Format the data as a numbered list from its first line up to and including the line containing "[[[96,0],[87,17],[88,26],[98,30],[122,0]]]", and leave out any blank lines.

---------- TASK DATA

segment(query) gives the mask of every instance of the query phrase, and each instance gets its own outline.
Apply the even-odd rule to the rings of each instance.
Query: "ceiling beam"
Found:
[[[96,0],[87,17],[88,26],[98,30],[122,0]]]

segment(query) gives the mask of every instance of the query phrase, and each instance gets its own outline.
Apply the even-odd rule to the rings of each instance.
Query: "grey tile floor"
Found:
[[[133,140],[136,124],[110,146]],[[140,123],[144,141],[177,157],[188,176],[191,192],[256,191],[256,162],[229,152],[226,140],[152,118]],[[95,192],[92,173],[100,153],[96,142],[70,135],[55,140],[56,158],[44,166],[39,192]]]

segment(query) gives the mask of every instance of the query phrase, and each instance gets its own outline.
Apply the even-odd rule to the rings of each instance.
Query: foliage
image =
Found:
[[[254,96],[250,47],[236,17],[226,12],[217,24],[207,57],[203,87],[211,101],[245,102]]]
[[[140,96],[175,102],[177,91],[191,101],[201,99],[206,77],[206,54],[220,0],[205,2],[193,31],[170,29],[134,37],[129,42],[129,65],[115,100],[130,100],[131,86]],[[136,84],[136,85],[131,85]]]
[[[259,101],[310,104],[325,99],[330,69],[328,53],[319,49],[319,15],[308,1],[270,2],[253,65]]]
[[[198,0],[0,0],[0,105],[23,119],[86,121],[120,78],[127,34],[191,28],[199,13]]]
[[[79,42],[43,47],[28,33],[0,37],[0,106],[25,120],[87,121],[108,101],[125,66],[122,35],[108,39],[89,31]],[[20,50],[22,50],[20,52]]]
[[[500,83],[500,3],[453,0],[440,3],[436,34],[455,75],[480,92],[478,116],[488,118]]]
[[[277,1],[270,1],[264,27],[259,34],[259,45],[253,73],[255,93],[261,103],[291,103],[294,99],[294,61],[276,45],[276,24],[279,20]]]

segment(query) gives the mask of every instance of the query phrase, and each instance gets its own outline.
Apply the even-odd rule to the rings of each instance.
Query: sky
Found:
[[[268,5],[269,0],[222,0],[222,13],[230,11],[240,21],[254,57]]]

--------------------

OUTPUT FOR THIS TASK:
1. segment(query) gives the mask of every instance of the query phrase, and each instance gets its own outline.
2. Apply the even-odd rule to the rings of each instance.
3. Query: "ceiling beam"
4. Found:
5. [[[96,0],[87,17],[88,26],[98,30],[122,0]]]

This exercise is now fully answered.